* [U-Boot] armv7 DMA and cache mangement functions
@ 2015-08-24 7:54 Markus Niebel
2015-08-27 17:19 ` Markus Niebel
2015-08-27 17:41 ` Mark Rutland
0 siblings, 2 replies; 4+ messages in thread
From: Markus Niebel @ 2015-08-24 7:54 UTC (permalink / raw)
To: u-boot
Hello,
I'm not an expert in the low level details of this area. So please sorry if there are
wrong assumptions in this post post.
Hardware: i.MX6 Solo (TQMa6 on custom Mainboard)
U-Boot: 2014.10
gcc: 4.8.3
We see an error using TFTP on i.MX6 that seems to triggered, if the code / data size goes
over a limit. Code changes have nothing to do with network stack, network drivers,
memory mangement. TFTP will completely unusable: device sees frequently erroneous packages
with different of wierd errors. If code stays below this size all works fine.
Up to now we checked a lot of things. The following brought us to the assumption, that this
could be cache related:
dynamically disable data cache before doing TFTP: TFTP works well again
running with disabled L2 cache (data cache enabled): TFTP works well again
Looking at the code in drivers/net/fec_mxc.c, function fec_recv we see a call to
invalidate_dcache_range before accessing the received ethernet data. When looking at
the code for invalidate_dcache_range in arch/arm/cpu/armv7/cache_v7.c an comparing
how the things done in linux and barebox we noticed that the order of L2 chache / data cache
invalidation is just swapped there. Applying this to the receive code for fec_mxc,
TFTP will work again.
Question: is the order of cache invalidation important?
Thanks
Markus
^ permalink raw reply [flat|nested] 4+ messages in thread
* [U-Boot] armv7 DMA and cache mangement functions
2015-08-24 7:54 [U-Boot] armv7 DMA and cache mangement functions Markus Niebel
@ 2015-08-27 17:19 ` Markus Niebel
2015-08-27 17:41 ` Mark Rutland
1 sibling, 0 replies; 4+ messages in thread
From: Markus Niebel @ 2015-08-27 17:19 UTC (permalink / raw)

Data >>
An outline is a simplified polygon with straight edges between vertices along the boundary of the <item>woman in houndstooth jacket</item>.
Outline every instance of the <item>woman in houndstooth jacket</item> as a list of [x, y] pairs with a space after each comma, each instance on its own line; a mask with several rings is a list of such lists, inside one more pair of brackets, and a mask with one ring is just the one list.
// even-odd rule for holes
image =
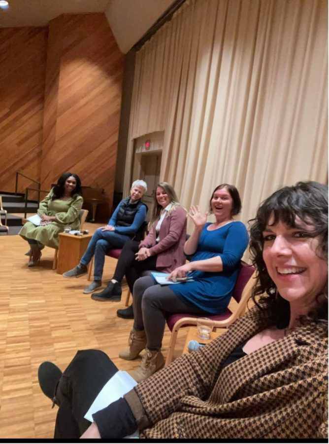
[[136, 429], [149, 439], [328, 438], [328, 187], [282, 188], [252, 222], [256, 305], [201, 350], [138, 384], [91, 425], [83, 415], [116, 371], [109, 359], [78, 352], [59, 381], [58, 368], [41, 365], [44, 392], [51, 397], [57, 383], [55, 438], [118, 439]]

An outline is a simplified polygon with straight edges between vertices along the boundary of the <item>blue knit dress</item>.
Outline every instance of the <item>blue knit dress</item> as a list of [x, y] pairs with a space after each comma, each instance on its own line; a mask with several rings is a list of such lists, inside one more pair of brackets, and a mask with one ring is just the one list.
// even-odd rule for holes
[[194, 281], [171, 285], [170, 290], [184, 302], [207, 313], [219, 314], [230, 302], [248, 236], [245, 225], [238, 221], [211, 231], [207, 229], [209, 225], [208, 222], [203, 227], [191, 262], [220, 256], [223, 271], [192, 271], [189, 275]]

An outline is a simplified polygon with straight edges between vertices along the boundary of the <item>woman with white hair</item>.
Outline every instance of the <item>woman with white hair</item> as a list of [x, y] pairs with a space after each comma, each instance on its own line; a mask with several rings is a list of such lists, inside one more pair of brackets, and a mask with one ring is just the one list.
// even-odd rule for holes
[[101, 287], [107, 251], [113, 248], [122, 248], [127, 241], [142, 239], [143, 222], [147, 207], [140, 199], [147, 190], [147, 185], [144, 181], [133, 182], [130, 196], [120, 202], [107, 225], [96, 230], [78, 265], [63, 273], [67, 278], [78, 278], [87, 274], [87, 265], [95, 256], [94, 280], [84, 290], [84, 293], [92, 293]]

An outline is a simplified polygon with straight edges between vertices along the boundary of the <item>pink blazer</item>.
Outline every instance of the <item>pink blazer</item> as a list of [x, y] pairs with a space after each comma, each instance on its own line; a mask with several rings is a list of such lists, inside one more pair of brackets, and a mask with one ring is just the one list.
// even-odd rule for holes
[[149, 249], [151, 256], [157, 255], [157, 269], [159, 271], [172, 271], [183, 265], [186, 260], [184, 245], [186, 240], [186, 212], [182, 207], [172, 211], [164, 219], [159, 237], [156, 242], [155, 227], [159, 219], [155, 222], [148, 235], [139, 244], [139, 248]]

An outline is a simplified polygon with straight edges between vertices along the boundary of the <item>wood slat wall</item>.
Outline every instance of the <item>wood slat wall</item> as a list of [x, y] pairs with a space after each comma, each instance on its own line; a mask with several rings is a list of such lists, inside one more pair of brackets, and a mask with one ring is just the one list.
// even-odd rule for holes
[[111, 205], [123, 66], [103, 14], [50, 22], [41, 187], [71, 171], [84, 185], [104, 188]]
[[[0, 29], [0, 190], [16, 171], [49, 189], [64, 172], [114, 186], [123, 55], [102, 13]], [[19, 191], [33, 185], [19, 180]]]
[[[0, 190], [40, 178], [47, 28], [0, 29]], [[33, 183], [24, 178], [20, 191]]]

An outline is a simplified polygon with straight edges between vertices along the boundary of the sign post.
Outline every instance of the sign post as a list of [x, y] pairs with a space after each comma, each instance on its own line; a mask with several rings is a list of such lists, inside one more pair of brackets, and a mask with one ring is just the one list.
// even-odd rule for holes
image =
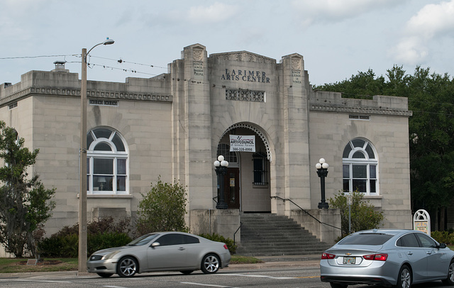
[[347, 204], [348, 204], [348, 234], [352, 233], [352, 210], [351, 206], [353, 204], [353, 199], [352, 199], [352, 194], [347, 195]]
[[431, 236], [431, 216], [424, 209], [419, 209], [413, 216], [413, 229]]

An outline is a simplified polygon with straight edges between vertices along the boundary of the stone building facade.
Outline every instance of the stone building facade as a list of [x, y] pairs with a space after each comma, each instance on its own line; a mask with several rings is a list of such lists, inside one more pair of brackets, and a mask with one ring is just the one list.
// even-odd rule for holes
[[[57, 189], [48, 234], [78, 220], [81, 82], [61, 66], [0, 87], [0, 118], [40, 149], [33, 172]], [[330, 241], [326, 233], [338, 233], [309, 223], [300, 209], [340, 225], [338, 211], [317, 208], [315, 164], [323, 157], [327, 199], [358, 187], [384, 212], [384, 227], [411, 228], [407, 99], [314, 91], [299, 54], [279, 62], [245, 51], [209, 57], [195, 44], [168, 73], [89, 81], [87, 98], [89, 221], [133, 217], [140, 194], [160, 176], [187, 187], [193, 233], [233, 238], [242, 213], [266, 212], [293, 217]], [[252, 150], [231, 151], [246, 138]], [[218, 154], [230, 163], [223, 211], [215, 209]]]

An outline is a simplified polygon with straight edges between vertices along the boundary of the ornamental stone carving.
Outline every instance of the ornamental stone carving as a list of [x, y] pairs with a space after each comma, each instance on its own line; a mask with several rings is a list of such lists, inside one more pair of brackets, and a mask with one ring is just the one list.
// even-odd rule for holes
[[210, 55], [210, 58], [220, 59], [231, 61], [252, 62], [257, 63], [272, 64], [276, 63], [276, 60], [267, 58], [257, 54], [251, 53], [246, 51], [232, 52], [228, 53], [218, 53]]
[[200, 49], [194, 49], [193, 55], [194, 61], [201, 61], [204, 58], [204, 50]]

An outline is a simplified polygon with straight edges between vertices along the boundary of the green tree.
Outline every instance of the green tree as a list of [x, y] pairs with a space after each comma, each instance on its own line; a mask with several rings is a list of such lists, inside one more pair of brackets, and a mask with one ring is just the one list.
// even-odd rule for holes
[[[46, 189], [38, 175], [31, 178], [28, 168], [34, 165], [39, 150], [31, 152], [17, 138], [15, 129], [0, 121], [0, 243], [7, 252], [22, 257], [27, 252], [38, 257], [35, 238], [51, 216], [55, 189]], [[42, 235], [42, 233], [40, 233]]]
[[[387, 72], [387, 81], [375, 78], [370, 70], [341, 82], [314, 87], [347, 97], [408, 98], [413, 111], [409, 119], [412, 209], [425, 209], [436, 216], [454, 198], [454, 79], [419, 66], [413, 74], [397, 65]], [[437, 225], [436, 221], [436, 228]]]
[[[350, 222], [352, 233], [361, 230], [379, 228], [383, 221], [383, 212], [375, 211], [369, 201], [364, 200], [364, 194], [358, 191], [351, 192]], [[342, 235], [348, 234], [348, 204], [347, 194], [340, 192], [334, 198], [328, 199], [331, 208], [340, 210], [340, 225]]]
[[137, 211], [137, 230], [141, 234], [158, 231], [188, 231], [184, 221], [186, 189], [178, 182], [165, 183], [158, 178], [151, 190], [142, 194]]

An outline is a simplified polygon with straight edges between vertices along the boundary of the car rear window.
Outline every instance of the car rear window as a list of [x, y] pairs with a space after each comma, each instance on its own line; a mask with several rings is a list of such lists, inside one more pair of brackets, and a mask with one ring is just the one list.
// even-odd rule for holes
[[341, 240], [339, 245], [382, 245], [392, 238], [392, 235], [377, 233], [354, 234]]

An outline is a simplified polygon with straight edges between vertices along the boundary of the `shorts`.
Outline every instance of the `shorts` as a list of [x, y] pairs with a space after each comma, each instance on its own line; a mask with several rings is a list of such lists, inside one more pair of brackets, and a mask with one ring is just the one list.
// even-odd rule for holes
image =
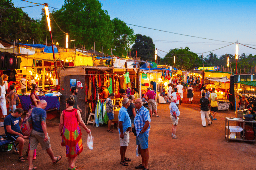
[[120, 137], [120, 134], [119, 134], [119, 139], [120, 141], [120, 146], [128, 146], [130, 143], [130, 133], [129, 131], [125, 131], [124, 133], [124, 138], [121, 139]]
[[[22, 132], [21, 131], [18, 132], [18, 133], [20, 133], [23, 135]], [[17, 139], [17, 138], [19, 137], [20, 137], [19, 135], [14, 134], [11, 134], [10, 135], [8, 135], [7, 136], [7, 137], [8, 139], [11, 140], [14, 140], [15, 141], [16, 141]]]
[[107, 112], [107, 115], [108, 115], [108, 119], [110, 120], [113, 120], [114, 119], [114, 114], [109, 113]]
[[218, 106], [214, 108], [211, 107], [211, 110], [214, 112], [218, 112]]
[[34, 130], [31, 132], [30, 137], [29, 137], [29, 143], [30, 143], [30, 149], [34, 150], [37, 148], [37, 145], [40, 143], [43, 150], [46, 150], [51, 147], [50, 143], [50, 137], [48, 136], [48, 140], [44, 141], [44, 133], [41, 132], [38, 132]]
[[171, 115], [170, 117], [171, 120], [172, 120], [172, 124], [174, 125], [176, 125], [177, 126], [178, 125], [178, 123], [179, 122], [179, 117], [177, 116], [177, 119], [175, 119], [174, 116]]
[[142, 149], [148, 148], [148, 135], [146, 132], [139, 133], [138, 136], [136, 136], [136, 144], [139, 145]]
[[150, 110], [156, 110], [156, 101], [154, 99], [149, 99], [148, 100], [148, 108]]

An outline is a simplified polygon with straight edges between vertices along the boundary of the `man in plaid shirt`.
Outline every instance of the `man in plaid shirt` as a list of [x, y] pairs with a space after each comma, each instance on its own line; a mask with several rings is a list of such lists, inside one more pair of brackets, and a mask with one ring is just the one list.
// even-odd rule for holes
[[148, 163], [149, 157], [148, 151], [148, 135], [150, 129], [150, 117], [148, 110], [142, 105], [142, 101], [137, 99], [134, 102], [137, 113], [134, 118], [134, 128], [136, 130], [136, 144], [139, 147], [141, 155], [142, 164], [135, 167], [136, 169], [148, 169]]

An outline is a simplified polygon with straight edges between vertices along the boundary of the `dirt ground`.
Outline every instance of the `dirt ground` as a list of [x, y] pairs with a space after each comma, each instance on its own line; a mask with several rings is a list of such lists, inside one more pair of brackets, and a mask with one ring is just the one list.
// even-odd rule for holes
[[[169, 105], [159, 104], [160, 118], [153, 117], [149, 133], [149, 159], [148, 167], [151, 170], [169, 169], [255, 169], [253, 162], [256, 156], [255, 145], [251, 142], [230, 141], [225, 138], [225, 117], [234, 117], [234, 111], [218, 112], [217, 121], [206, 128], [202, 126], [199, 106], [199, 91], [195, 90], [193, 103], [188, 103], [184, 95], [183, 103], [180, 106], [179, 117], [176, 135], [178, 139], [171, 136], [171, 124]], [[61, 137], [59, 133], [59, 120], [55, 119], [47, 121], [47, 131], [50, 137], [52, 148], [56, 156], [62, 155], [62, 159], [56, 165], [51, 163], [50, 157], [39, 145], [36, 160], [34, 165], [38, 169], [67, 169], [67, 159], [65, 157], [65, 148], [60, 146]], [[126, 156], [131, 159], [129, 165], [120, 165], [118, 130], [113, 133], [106, 132], [107, 126], [97, 128], [91, 125], [87, 127], [94, 137], [94, 147], [91, 151], [86, 147], [87, 134], [83, 134], [84, 150], [78, 156], [76, 165], [82, 169], [134, 169], [141, 163], [141, 157], [136, 157], [135, 137], [130, 133], [130, 143]], [[113, 127], [113, 126], [112, 126]], [[3, 132], [0, 128], [0, 133]], [[27, 147], [25, 142], [24, 148]], [[25, 154], [26, 151], [23, 151]], [[26, 157], [25, 157], [26, 158]], [[12, 151], [0, 152], [0, 169], [27, 169], [28, 162], [18, 161], [18, 155]]]

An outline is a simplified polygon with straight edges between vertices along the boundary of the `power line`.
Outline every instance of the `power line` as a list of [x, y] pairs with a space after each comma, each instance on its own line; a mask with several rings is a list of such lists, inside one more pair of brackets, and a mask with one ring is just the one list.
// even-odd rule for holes
[[173, 33], [173, 32], [170, 32], [169, 31], [163, 31], [163, 30], [158, 30], [158, 29], [154, 29], [153, 28], [148, 28], [148, 27], [142, 27], [141, 26], [137, 26], [137, 25], [134, 25], [133, 24], [127, 24], [127, 23], [126, 23], [126, 24], [127, 24], [128, 25], [132, 25], [132, 26], [135, 26], [136, 27], [141, 27], [141, 28], [147, 28], [147, 29], [150, 29], [151, 30], [154, 30], [159, 31], [162, 31], [163, 32], [166, 32], [166, 33], [172, 33], [172, 34], [178, 34], [178, 35], [181, 35], [182, 36], [188, 36], [188, 37], [195, 37], [195, 38], [200, 38], [200, 39], [206, 39], [206, 40], [213, 40], [213, 41], [220, 41], [220, 42], [229, 42], [230, 43], [232, 43], [232, 42], [226, 42], [226, 41], [220, 41], [220, 40], [213, 40], [213, 39], [207, 39], [207, 38], [202, 38], [202, 37], [196, 37], [196, 36], [189, 36], [189, 35], [185, 35], [185, 34], [179, 34], [179, 33]]
[[40, 5], [34, 5], [33, 6], [28, 6], [28, 7], [17, 7], [17, 8], [4, 8], [4, 9], [0, 9], [0, 10], [6, 10], [6, 9], [19, 9], [19, 8], [28, 8], [29, 7], [36, 7], [37, 6], [39, 6]]

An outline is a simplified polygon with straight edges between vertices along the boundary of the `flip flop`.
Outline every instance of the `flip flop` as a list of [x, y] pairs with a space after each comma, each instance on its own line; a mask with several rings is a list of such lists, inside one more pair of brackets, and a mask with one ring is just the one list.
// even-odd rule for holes
[[[59, 158], [60, 158], [60, 156], [61, 156], [61, 157], [60, 157], [60, 158], [59, 159]], [[61, 156], [61, 155], [60, 155], [60, 156], [58, 156], [58, 157], [57, 157], [57, 160], [56, 161], [55, 161], [55, 162], [53, 162], [52, 164], [53, 164], [53, 165], [55, 165], [55, 164], [56, 164], [56, 163], [57, 163], [57, 162], [58, 162], [61, 159], [61, 158], [62, 158], [62, 156]]]
[[129, 162], [130, 161], [131, 161], [131, 159], [129, 158], [127, 158], [125, 157], [125, 158], [124, 158], [124, 160], [126, 162]]

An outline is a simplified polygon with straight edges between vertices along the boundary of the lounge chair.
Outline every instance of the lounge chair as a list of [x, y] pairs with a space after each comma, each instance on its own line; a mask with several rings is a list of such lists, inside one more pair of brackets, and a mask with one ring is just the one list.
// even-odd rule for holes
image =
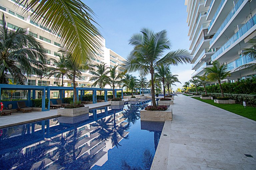
[[8, 110], [7, 108], [6, 108], [4, 109], [3, 109], [2, 112], [0, 113], [0, 116], [2, 116], [3, 115], [5, 115], [5, 114], [10, 114], [10, 115], [12, 115], [12, 111], [11, 110]]
[[61, 106], [65, 107], [67, 105], [70, 105], [70, 104], [68, 104], [67, 103], [62, 103], [62, 101], [61, 99], [57, 99], [56, 100], [57, 101], [57, 105], [60, 105]]
[[31, 112], [32, 111], [33, 108], [27, 106], [25, 101], [17, 102], [17, 105], [18, 105], [17, 112], [19, 111], [22, 111], [23, 113], [24, 112]]
[[52, 108], [52, 109], [56, 109], [56, 108], [60, 108], [61, 106], [61, 105], [54, 105], [52, 103], [52, 102], [51, 101], [50, 101], [50, 107]]

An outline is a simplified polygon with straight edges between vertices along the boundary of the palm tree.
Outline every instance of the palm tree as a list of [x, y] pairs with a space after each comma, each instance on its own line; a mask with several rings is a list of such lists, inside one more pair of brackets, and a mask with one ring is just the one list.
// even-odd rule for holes
[[170, 69], [167, 65], [161, 65], [156, 68], [155, 76], [159, 79], [163, 83], [164, 90], [164, 98], [165, 98], [165, 81], [167, 75], [170, 73]]
[[147, 80], [147, 78], [145, 77], [143, 77], [142, 75], [139, 76], [139, 77], [140, 78], [139, 81], [140, 83], [140, 85], [142, 90], [142, 96], [143, 96], [144, 95], [143, 94], [143, 87], [146, 85]]
[[207, 77], [210, 81], [217, 81], [220, 85], [220, 88], [221, 92], [221, 97], [224, 97], [224, 92], [221, 81], [225, 79], [227, 77], [230, 76], [230, 72], [227, 71], [227, 66], [224, 64], [221, 65], [218, 61], [215, 61], [213, 63], [213, 65], [211, 67], [206, 67], [206, 73], [207, 74]]
[[14, 81], [25, 84], [32, 74], [45, 75], [47, 57], [42, 44], [27, 29], [8, 29], [4, 15], [0, 20], [0, 84], [7, 84], [9, 72]]
[[[93, 25], [97, 24], [92, 10], [81, 1], [17, 0], [24, 6], [23, 12], [32, 10], [31, 20], [50, 28], [59, 36], [63, 46], [72, 51], [76, 65], [90, 63], [95, 49], [101, 46], [100, 34]], [[74, 43], [75, 42], [75, 43]]]
[[123, 73], [119, 72], [117, 70], [117, 66], [115, 65], [113, 67], [108, 67], [109, 69], [110, 76], [106, 80], [107, 84], [110, 85], [113, 89], [113, 98], [115, 99], [115, 86], [120, 84], [122, 82], [121, 79], [123, 77]]
[[197, 94], [197, 88], [196, 87], [196, 85], [199, 82], [199, 80], [197, 77], [193, 77], [189, 81], [195, 85], [196, 87], [196, 94]]
[[[90, 73], [93, 75], [93, 77], [90, 79], [90, 81], [95, 81], [95, 82], [92, 84], [93, 86], [96, 86], [98, 84], [101, 89], [104, 87], [106, 84], [106, 80], [108, 79], [107, 74], [109, 72], [109, 70], [107, 69], [106, 66], [106, 64], [97, 64], [94, 65], [98, 70], [95, 71], [92, 71]], [[101, 91], [100, 92], [100, 95], [101, 95]]]
[[189, 92], [189, 93], [190, 93], [190, 89], [189, 89], [189, 85], [190, 85], [190, 82], [189, 82], [189, 81], [188, 81], [186, 82], [185, 82], [185, 85], [187, 85], [188, 86], [188, 91]]
[[123, 66], [128, 72], [139, 70], [140, 74], [145, 76], [151, 74], [152, 104], [156, 106], [154, 82], [154, 70], [161, 64], [178, 65], [191, 61], [190, 53], [187, 50], [178, 49], [170, 51], [163, 56], [166, 50], [171, 49], [171, 42], [167, 31], [163, 30], [154, 33], [150, 29], [143, 28], [139, 33], [133, 35], [129, 44], [134, 46], [127, 61]]
[[[252, 46], [251, 48], [243, 49], [244, 50], [244, 54], [245, 55], [247, 55], [252, 60], [256, 60], [256, 49], [254, 48], [254, 47], [256, 46], [256, 40], [251, 39], [249, 41], [249, 44], [252, 45]], [[252, 68], [253, 70], [256, 70], [256, 63], [244, 64], [236, 68], [235, 71], [240, 70], [244, 68]]]
[[58, 60], [52, 59], [56, 63], [56, 67], [49, 67], [48, 70], [49, 71], [48, 74], [48, 77], [50, 77], [53, 75], [54, 75], [55, 77], [54, 80], [55, 81], [59, 82], [60, 79], [61, 78], [61, 86], [64, 85], [63, 80], [64, 76], [67, 76], [69, 70], [67, 67], [68, 60], [65, 56], [64, 55], [61, 55], [59, 56], [60, 59]]
[[176, 86], [174, 83], [175, 82], [179, 83], [181, 84], [181, 83], [179, 81], [179, 79], [178, 78], [178, 75], [174, 74], [173, 75], [171, 73], [169, 73], [166, 75], [166, 78], [165, 80], [165, 85], [167, 86], [168, 90], [168, 95], [170, 96], [170, 90], [171, 90], [171, 93], [172, 93], [172, 85]]
[[133, 97], [133, 92], [135, 89], [136, 85], [137, 84], [138, 80], [134, 77], [132, 77], [129, 81], [128, 87], [132, 91], [132, 97]]
[[207, 95], [207, 92], [206, 91], [206, 88], [205, 86], [208, 83], [208, 79], [207, 78], [207, 75], [205, 73], [202, 75], [198, 77], [199, 82], [204, 86], [204, 91], [205, 92], [205, 95]]
[[85, 71], [86, 70], [92, 71], [93, 69], [92, 65], [82, 63], [78, 64], [75, 62], [75, 61], [71, 59], [72, 57], [72, 53], [70, 52], [66, 49], [62, 48], [59, 51], [61, 52], [62, 55], [64, 56], [66, 58], [66, 65], [67, 68], [69, 72], [67, 73], [68, 77], [72, 80], [73, 83], [73, 97], [75, 102], [77, 101], [77, 95], [76, 93], [76, 79], [80, 79], [81, 78], [82, 71]]

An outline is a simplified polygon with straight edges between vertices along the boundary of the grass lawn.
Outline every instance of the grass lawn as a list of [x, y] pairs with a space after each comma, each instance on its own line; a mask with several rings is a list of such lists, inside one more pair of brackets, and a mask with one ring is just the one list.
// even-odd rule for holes
[[199, 97], [192, 98], [256, 121], [256, 108], [246, 106], [245, 109], [243, 105], [240, 104], [218, 104], [215, 103], [213, 100], [202, 100]]

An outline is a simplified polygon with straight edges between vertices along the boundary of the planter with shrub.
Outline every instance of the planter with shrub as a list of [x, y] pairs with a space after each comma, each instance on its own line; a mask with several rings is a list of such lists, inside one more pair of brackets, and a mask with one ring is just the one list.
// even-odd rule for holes
[[124, 101], [122, 100], [121, 98], [116, 98], [111, 99], [111, 101], [108, 102], [108, 103], [111, 106], [123, 105], [124, 105]]
[[164, 122], [172, 120], [172, 109], [166, 106], [149, 106], [140, 111], [140, 118], [142, 121]]
[[58, 109], [58, 114], [64, 116], [74, 117], [89, 113], [89, 107], [83, 105], [71, 104], [65, 106], [64, 108]]
[[209, 95], [202, 95], [200, 98], [203, 100], [212, 100], [212, 97], [209, 96]]
[[173, 101], [170, 98], [161, 98], [157, 102], [158, 106], [166, 106], [169, 107], [170, 105], [173, 104]]

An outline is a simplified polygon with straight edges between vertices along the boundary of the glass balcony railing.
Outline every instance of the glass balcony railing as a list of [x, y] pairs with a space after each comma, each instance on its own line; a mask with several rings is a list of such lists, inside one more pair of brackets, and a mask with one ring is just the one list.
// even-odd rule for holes
[[225, 20], [224, 20], [224, 21], [222, 23], [220, 27], [220, 28], [219, 28], [219, 29], [218, 29], [217, 32], [216, 32], [216, 33], [215, 33], [215, 34], [214, 34], [212, 40], [210, 42], [210, 45], [214, 41], [214, 40], [216, 39], [216, 38], [218, 37], [218, 36], [220, 34], [220, 33], [221, 31], [224, 29], [224, 27], [227, 25], [228, 22], [230, 21], [230, 19], [232, 18], [232, 17], [235, 15], [235, 13], [236, 11], [237, 11], [237, 10], [239, 8], [239, 7], [240, 7], [240, 6], [241, 6], [242, 3], [243, 3], [244, 1], [244, 0], [238, 0], [238, 1], [237, 1], [235, 5], [235, 6], [234, 6], [234, 7], [230, 11], [230, 12], [229, 13], [228, 16], [226, 18], [226, 19], [225, 19]]
[[209, 25], [209, 27], [208, 27], [208, 30], [209, 30], [211, 28], [211, 27], [212, 25], [212, 23], [213, 23], [213, 22], [214, 22], [215, 19], [216, 19], [216, 17], [217, 17], [217, 15], [218, 15], [218, 14], [219, 14], [219, 12], [220, 12], [220, 9], [221, 8], [221, 7], [222, 7], [222, 5], [223, 5], [223, 4], [224, 4], [224, 2], [225, 2], [225, 1], [227, 0], [222, 0], [221, 1], [220, 4], [219, 5], [219, 6], [218, 7], [217, 10], [216, 11], [216, 12], [215, 12], [214, 15], [213, 16], [213, 17], [212, 18], [212, 20], [210, 23], [210, 25]]
[[212, 56], [211, 57], [212, 61], [213, 61], [226, 49], [229, 47], [256, 24], [256, 15], [255, 15], [256, 14], [254, 14], [254, 15], [237, 32]]
[[205, 48], [204, 50], [203, 51], [202, 53], [200, 54], [200, 55], [199, 56], [198, 58], [194, 62], [194, 64], [192, 65], [192, 68], [193, 68], [194, 66], [200, 61], [201, 59], [203, 58], [203, 57], [205, 54], [206, 52], [213, 52], [216, 51], [216, 48], [211, 48], [209, 49], [209, 48]]
[[244, 55], [239, 58], [236, 59], [235, 61], [229, 63], [227, 65], [228, 67], [228, 70], [231, 70], [234, 69], [242, 65], [247, 64], [253, 61], [251, 58], [248, 55]]
[[200, 67], [198, 68], [195, 71], [194, 73], [193, 73], [193, 74], [191, 74], [191, 77], [193, 77], [206, 67], [206, 63], [205, 62], [203, 64], [200, 66]]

Goals >>
#1 In the U-Boot thread on armv7 cache management, which function in drivers/net/fec_mxc.c calls invalidate_dcache_range before the received ethernet data is accessed?
#2 Continue the U-Boot thread on armv7 cache management from the point where it stops.

Written answers >>
#1 fec_recv

#2
To: u-boot
just a friendly ping:
Am 24.08.2015 um 09:54 schrieb Markus Niebel:
> Hello,
>
> I'm not an expert in the low level details of this area. So please sorry if there are
> wrong assumptions in this post post.
>
> Hardware: i.MX6 Solo (TQMa6 on custom Mainboard)
> U-Boot: 2014.10
> gcc: 4.8.3
>
> We see an error using TFTP on i.MX6 that seems to triggered, if the code / data size goes
> over a limit. Code changes have nothing to do with network stack, network drivers,
> memory mangement. TFTP will completely unusable: device sees frequently erroneous packages
> with different of wierd errors. If code stays below this size all works fine.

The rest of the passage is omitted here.